## Short problem A
According to the passage on Irish corporate debt, which sector has avoided heavy debt?

## Excerpted passage
Either way, Ireland's gorging on cheap debt and property over recent years has left virtually every sector of the economy bogged down in leverage that may take a decade or more to substantially shift.
Ireland's companies are literally working for the banks (and a few hedge funds too).
Management strategy in many companies now is about managing debt, not managing the firm's capital.
Not a single sector appears to be immune from overly geared balance sheets -- from banks, to telcos, to media companies, to semi-states, to retailers to the Government, debt is ubiquitous.
But to the surprise of many, the sector that has managed to avoid the fatal addiction is agriculture and consumer foods.
The last two weeks have seen fresh financial statements from the big names of the Irish agrifood sector -- Kerry and Glanbia -- and while there are considerable challenges ahead for both, unsustainable debt burdens aren't something they need to worry about.
Glanbia's debt is less than 2.5 times its earnings, Kerry's is 1.7 times and Greencore's is 2.3 times. None of them are even close to breaching banking covenants and their interest cover is reasonably reassuring.

## The data

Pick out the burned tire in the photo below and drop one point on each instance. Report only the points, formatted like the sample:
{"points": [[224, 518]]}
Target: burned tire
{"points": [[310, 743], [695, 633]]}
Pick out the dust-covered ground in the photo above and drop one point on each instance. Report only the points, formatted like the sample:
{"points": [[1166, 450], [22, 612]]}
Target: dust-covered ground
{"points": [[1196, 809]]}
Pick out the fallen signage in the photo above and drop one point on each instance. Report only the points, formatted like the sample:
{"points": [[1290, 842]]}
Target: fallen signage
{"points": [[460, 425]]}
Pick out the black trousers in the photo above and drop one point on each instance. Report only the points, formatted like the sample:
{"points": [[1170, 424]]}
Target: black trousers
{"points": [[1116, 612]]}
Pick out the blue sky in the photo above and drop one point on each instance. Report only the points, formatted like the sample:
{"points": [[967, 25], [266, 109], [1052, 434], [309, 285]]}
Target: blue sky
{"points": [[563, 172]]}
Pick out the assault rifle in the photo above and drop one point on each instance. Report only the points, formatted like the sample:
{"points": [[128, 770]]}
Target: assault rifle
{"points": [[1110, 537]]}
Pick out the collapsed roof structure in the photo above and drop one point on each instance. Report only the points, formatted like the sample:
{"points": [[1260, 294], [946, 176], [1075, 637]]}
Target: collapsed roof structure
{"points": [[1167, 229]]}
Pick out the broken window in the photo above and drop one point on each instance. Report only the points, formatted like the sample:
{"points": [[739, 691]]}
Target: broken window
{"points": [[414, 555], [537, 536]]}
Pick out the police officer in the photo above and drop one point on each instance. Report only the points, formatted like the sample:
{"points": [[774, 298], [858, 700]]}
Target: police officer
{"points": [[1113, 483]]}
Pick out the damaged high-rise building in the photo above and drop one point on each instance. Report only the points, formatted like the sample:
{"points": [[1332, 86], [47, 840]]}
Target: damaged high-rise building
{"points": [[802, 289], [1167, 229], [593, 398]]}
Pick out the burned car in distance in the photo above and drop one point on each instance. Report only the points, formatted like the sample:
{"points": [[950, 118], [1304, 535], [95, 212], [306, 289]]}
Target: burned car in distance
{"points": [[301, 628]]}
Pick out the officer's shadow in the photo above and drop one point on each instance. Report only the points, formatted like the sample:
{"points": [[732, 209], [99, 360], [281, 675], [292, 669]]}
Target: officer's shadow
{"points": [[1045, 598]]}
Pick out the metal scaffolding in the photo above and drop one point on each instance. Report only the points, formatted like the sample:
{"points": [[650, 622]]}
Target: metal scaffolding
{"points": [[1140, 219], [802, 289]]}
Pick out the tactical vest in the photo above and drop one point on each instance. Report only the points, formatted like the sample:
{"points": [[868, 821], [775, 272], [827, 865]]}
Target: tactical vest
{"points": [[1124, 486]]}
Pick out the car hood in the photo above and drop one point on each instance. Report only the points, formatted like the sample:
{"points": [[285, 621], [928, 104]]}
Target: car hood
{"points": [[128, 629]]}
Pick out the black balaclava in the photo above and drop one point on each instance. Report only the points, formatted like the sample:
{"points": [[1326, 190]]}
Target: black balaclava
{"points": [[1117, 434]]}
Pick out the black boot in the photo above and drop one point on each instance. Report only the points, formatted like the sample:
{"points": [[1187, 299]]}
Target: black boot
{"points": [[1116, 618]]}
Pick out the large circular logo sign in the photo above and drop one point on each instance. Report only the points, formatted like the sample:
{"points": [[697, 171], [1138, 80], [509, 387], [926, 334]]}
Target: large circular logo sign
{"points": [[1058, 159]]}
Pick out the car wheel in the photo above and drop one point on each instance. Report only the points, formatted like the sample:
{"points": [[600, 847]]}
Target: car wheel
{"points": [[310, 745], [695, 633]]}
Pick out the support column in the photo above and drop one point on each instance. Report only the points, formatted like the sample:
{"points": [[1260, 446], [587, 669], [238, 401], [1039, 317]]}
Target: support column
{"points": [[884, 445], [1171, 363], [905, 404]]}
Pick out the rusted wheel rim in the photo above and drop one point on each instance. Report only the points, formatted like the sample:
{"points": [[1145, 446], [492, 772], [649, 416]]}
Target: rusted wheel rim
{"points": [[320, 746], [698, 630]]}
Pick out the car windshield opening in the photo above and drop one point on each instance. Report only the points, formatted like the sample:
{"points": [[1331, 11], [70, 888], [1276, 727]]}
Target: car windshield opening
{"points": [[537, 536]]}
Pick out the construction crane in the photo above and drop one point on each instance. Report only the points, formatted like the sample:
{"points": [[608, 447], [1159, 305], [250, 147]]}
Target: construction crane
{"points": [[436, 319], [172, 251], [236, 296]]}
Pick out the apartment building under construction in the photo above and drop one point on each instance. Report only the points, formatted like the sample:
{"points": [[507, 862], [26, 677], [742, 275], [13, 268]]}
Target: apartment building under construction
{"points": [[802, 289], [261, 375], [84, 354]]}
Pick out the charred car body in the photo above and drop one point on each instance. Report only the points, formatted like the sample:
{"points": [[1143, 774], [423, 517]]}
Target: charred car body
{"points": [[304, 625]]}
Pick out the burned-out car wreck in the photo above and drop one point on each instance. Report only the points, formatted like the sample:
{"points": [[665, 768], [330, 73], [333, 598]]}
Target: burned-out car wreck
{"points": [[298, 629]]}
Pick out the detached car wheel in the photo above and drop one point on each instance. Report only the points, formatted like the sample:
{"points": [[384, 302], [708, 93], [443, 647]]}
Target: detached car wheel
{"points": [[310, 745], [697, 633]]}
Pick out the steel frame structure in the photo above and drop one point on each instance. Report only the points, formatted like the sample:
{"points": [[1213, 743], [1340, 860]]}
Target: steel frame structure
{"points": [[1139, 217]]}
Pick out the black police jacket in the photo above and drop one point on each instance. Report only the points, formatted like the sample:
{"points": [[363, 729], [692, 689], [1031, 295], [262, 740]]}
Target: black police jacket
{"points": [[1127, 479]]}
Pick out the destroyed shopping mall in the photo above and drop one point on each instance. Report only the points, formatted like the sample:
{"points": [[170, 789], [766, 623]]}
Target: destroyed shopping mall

## Short problem B
Identify every line in the rows that contains the word "fallen", and copy each such line.

## Correct output A
Agriculture and consumer foods.

## Correct output B
Pick out the fallen signage in the photo above and drop one point on each instance. Report only the points, formatted like the sample:
Target: fallen signage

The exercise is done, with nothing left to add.